===== Selected text =====

For more information on SSHFP, please see https://blog.webernetz.net/sshfp-authenticate-ssh-fingerprints-via-dnssec/

SSH Client Authentication

There are typically two methods used by a client to authenticate with an account on the server:

  1. Password Authentication
  2. Public Key Authentication

There are also other methods (e.g. Kerberos etc.) but I have not had an opportunity to play with them, and they seem to seldom be the best solution. There are probably cases where they are appropriate but I can not comment on them.

The first method is the most common method, but it is also the most dangerous method because it gives both the potential for a brute force login (where a hacker guesses the password associated with a user account) and for password theft (either by a Man-In-The-Middle attack, or observing the user enter the password on a keyboard).

The second method is more secure but requires some additional set up.

Password Authentication

With this type of authentication, the user simply supplies their user account password when establishing an SSH connection. This is the simplest method and is enabled by default though in many cases it is advisable to turn it off.

===== Input for this task =====

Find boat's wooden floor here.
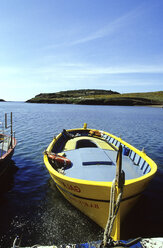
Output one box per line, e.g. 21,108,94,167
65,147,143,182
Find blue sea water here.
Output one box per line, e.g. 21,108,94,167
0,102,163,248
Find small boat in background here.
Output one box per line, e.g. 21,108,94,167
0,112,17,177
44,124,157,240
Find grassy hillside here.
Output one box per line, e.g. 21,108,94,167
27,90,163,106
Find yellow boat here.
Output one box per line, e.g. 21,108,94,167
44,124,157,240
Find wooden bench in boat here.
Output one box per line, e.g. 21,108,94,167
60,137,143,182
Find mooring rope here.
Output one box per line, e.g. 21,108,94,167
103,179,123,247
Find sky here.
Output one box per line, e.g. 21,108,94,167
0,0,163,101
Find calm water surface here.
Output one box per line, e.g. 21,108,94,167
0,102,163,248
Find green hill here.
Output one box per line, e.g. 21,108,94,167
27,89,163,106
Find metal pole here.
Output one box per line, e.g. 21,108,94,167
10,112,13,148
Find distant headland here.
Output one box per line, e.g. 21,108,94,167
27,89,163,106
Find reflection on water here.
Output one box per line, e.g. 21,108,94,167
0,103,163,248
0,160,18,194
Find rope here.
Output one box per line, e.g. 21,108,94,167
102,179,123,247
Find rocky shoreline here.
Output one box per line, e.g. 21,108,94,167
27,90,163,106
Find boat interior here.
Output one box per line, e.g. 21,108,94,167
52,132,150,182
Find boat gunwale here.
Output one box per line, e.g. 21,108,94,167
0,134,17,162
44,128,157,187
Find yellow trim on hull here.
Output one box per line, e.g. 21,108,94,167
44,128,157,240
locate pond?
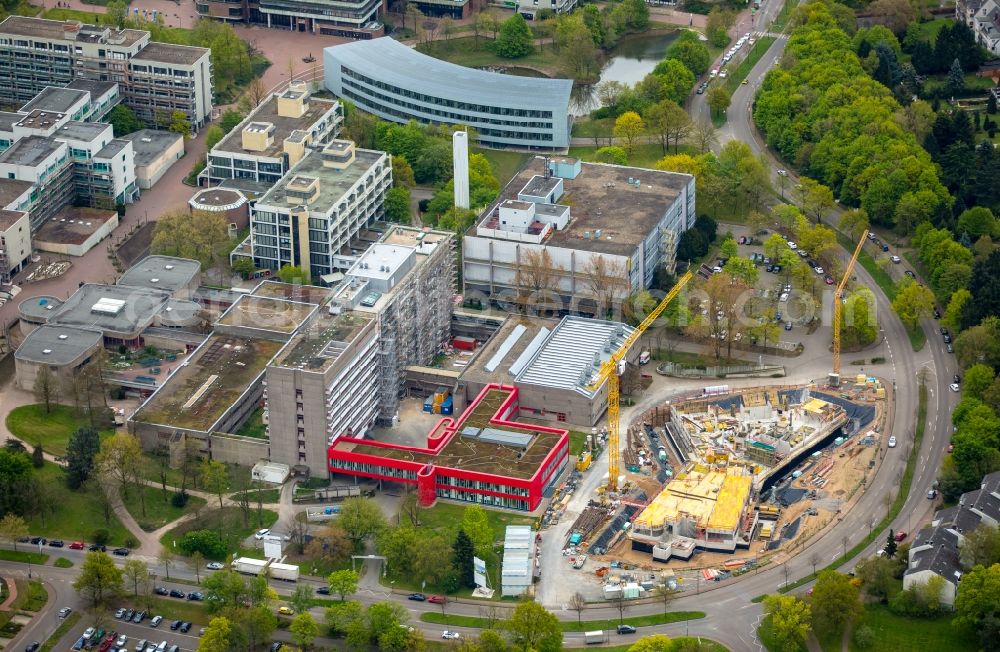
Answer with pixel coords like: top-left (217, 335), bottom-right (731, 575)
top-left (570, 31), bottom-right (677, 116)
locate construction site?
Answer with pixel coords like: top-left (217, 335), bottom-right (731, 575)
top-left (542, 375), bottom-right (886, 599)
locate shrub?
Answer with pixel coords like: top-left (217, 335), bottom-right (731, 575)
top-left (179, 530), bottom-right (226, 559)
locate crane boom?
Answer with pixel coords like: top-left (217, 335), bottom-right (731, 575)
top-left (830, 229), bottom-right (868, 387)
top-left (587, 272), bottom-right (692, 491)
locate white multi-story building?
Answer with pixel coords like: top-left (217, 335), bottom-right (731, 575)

=====

To be done.
a. Print the passage on SSH authentication from "With this type" to "turn it off.".
b. In the rows, take the lines from the line with "Find calm water surface here." to the line with "102,179,123,247", both included, and increase every box coordinate in the answers by 39. Write out only those lines, keeping the requests.

The results.
a.
With this type of authentication, the user simply supplies their user account password when establishing an SSH connection. This is the simplest method and is enabled by default though in many cases it is advisable to turn it off.

b.
Find calm water surface here.
Output one box per line, e.g. 21,108,94,167
39,141,202,287
Find green hill here.
Output one box per line, e.g. 21,108,94,167
66,128,202,145
Find metal pole here.
Output one box per line, e.g. 21,108,94,167
49,151,52,187
Find distant headland here.
Output one box per line, e.g. 21,108,94,167
66,128,202,145
Find reflection on water here.
Output one box per line, e.g. 21,108,94,167
39,142,202,287
39,199,57,233
Find rope here.
Output one box per line, e.g. 21,108,94,167
141,218,162,286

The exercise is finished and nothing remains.